# Try it:
I'd like the line containing "Exercise. Point out the orange" and every line below it, to the end of the material, repeated exactly and with nothing else.

# The input:
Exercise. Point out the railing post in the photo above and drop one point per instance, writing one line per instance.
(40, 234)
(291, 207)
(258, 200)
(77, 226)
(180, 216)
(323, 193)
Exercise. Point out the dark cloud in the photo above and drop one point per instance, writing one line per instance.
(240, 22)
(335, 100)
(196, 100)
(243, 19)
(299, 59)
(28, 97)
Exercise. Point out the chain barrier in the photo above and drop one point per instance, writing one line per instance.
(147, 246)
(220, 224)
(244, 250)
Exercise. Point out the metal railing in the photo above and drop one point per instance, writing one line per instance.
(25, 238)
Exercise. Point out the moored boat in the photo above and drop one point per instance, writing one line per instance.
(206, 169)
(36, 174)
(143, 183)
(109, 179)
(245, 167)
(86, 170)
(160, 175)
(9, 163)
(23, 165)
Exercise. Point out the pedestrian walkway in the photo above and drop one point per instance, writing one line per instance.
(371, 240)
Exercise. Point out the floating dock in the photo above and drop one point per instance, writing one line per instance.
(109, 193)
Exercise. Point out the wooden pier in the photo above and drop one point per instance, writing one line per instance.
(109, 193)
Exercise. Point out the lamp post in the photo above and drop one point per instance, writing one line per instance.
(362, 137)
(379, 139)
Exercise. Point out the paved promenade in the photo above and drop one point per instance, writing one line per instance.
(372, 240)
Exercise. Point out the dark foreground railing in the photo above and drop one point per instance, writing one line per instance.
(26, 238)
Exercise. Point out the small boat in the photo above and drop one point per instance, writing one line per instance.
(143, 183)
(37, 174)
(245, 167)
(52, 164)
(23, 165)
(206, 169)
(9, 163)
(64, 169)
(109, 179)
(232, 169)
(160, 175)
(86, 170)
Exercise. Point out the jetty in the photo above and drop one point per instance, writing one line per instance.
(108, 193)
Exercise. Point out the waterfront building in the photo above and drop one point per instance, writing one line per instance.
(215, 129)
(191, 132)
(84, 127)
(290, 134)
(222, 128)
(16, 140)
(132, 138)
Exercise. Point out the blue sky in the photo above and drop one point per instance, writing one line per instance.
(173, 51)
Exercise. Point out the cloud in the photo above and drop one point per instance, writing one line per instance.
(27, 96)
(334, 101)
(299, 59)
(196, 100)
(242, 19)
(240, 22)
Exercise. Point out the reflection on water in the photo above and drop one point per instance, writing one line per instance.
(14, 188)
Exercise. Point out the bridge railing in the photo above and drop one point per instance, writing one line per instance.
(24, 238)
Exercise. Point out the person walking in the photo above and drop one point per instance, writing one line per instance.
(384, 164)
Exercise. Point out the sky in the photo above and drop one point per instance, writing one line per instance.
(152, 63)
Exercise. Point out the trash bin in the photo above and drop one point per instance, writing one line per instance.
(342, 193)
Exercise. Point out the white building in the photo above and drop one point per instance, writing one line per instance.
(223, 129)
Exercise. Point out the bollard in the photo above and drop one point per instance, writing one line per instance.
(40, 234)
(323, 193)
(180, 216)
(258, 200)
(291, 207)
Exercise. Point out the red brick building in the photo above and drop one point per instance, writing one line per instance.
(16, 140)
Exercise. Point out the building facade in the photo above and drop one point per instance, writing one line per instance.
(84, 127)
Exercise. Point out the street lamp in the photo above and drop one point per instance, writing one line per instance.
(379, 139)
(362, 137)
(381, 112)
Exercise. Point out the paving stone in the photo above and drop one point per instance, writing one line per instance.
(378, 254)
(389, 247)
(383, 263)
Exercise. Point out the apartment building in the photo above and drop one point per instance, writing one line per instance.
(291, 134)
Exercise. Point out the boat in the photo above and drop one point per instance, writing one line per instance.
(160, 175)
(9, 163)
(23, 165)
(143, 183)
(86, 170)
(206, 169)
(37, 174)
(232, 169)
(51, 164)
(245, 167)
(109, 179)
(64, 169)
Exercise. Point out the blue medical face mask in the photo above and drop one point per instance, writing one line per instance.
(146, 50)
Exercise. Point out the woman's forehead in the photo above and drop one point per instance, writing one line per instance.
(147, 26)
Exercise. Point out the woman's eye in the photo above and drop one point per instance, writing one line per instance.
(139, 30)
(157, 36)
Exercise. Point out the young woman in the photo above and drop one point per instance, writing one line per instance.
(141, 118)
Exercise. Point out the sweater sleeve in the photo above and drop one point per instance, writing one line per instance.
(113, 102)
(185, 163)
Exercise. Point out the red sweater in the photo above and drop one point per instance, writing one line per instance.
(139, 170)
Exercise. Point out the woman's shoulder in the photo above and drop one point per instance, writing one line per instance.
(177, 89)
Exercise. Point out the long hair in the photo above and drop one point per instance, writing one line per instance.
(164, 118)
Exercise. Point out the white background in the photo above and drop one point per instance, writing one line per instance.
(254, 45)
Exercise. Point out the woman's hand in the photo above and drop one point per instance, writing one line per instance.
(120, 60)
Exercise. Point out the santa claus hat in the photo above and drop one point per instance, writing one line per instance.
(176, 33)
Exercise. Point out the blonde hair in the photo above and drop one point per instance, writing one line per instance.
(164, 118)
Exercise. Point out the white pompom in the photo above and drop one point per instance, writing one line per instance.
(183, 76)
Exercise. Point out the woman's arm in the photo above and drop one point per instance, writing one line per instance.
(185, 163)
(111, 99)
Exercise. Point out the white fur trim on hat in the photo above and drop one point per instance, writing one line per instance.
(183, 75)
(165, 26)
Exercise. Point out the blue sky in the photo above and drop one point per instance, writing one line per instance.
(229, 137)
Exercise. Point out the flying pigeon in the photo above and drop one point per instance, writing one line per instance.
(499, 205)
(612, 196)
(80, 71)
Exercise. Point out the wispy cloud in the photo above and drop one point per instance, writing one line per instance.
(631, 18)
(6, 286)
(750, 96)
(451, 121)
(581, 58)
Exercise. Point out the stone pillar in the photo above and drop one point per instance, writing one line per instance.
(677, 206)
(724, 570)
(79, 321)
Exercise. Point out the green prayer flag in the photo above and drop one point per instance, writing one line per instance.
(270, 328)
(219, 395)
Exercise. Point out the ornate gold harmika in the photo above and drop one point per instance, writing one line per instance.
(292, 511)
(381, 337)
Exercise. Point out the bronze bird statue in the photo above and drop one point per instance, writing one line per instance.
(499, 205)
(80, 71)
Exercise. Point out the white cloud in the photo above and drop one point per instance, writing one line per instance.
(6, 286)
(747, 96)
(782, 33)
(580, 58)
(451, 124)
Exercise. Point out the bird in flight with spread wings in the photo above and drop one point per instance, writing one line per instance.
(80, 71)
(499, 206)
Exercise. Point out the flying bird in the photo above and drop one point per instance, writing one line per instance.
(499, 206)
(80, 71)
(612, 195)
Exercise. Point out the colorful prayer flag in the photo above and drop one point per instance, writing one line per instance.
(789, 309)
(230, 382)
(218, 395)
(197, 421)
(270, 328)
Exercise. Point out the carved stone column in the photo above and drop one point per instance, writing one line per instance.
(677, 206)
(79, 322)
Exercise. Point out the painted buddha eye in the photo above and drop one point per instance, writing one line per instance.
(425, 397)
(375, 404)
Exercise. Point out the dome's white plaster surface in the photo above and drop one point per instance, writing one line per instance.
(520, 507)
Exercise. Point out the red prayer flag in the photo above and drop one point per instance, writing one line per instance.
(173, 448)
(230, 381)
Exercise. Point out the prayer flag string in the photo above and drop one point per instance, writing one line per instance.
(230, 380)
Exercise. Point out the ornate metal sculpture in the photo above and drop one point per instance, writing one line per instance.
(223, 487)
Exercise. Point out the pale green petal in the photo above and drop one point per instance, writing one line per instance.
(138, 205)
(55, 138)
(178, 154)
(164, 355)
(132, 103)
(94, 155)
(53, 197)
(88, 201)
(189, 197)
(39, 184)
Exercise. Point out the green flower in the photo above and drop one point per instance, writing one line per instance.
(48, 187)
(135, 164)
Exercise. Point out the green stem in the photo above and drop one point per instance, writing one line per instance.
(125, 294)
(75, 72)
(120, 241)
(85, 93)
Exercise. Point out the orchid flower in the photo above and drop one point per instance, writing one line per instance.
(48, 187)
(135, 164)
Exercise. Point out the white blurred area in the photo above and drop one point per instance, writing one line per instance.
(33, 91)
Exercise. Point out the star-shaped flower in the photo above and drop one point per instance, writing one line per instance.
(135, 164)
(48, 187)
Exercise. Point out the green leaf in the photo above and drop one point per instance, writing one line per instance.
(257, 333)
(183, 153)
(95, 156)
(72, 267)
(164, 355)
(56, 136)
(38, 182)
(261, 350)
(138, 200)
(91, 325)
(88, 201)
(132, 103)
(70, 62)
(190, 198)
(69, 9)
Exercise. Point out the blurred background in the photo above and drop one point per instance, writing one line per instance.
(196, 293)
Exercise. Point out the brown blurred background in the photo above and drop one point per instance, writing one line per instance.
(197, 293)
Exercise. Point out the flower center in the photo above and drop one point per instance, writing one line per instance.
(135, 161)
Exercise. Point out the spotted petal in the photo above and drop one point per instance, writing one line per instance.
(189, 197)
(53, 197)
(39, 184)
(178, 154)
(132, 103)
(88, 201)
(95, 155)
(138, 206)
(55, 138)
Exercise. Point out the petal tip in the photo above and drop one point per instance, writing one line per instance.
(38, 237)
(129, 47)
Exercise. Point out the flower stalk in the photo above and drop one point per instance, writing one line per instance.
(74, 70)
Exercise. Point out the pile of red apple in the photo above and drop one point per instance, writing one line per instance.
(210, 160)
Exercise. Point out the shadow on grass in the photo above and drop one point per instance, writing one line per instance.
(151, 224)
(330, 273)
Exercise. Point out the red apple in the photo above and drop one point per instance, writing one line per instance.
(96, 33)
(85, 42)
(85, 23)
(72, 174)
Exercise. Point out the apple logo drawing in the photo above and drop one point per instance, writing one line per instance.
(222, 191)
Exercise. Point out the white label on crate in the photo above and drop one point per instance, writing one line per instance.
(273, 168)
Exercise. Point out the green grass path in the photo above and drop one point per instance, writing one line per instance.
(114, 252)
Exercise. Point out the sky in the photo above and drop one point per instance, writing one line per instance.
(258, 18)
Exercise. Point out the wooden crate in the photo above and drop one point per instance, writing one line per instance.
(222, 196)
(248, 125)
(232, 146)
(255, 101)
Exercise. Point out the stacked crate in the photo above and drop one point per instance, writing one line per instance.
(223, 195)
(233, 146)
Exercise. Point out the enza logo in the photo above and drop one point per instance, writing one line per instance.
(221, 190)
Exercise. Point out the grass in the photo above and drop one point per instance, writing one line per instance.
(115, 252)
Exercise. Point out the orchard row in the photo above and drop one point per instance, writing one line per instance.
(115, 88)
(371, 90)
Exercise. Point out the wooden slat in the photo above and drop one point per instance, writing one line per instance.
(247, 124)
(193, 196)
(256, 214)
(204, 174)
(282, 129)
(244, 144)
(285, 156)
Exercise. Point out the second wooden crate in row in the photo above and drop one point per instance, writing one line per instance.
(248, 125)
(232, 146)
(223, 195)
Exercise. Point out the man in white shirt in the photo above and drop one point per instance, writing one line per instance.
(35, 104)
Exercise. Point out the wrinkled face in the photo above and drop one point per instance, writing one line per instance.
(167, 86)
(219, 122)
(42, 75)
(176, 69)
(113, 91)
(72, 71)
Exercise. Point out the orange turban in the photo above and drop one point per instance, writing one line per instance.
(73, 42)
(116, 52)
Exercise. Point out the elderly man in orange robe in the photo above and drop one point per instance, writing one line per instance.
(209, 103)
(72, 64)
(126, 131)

# Exercise output:
Exercise. Point out the orange turban in the photo above and drop one point per instance, writing one line per instance.
(73, 42)
(116, 52)
Exercise. Point out the elderly man in orange robe in the photo above and drop one point per instance, writing one line per instance.
(209, 103)
(72, 64)
(126, 131)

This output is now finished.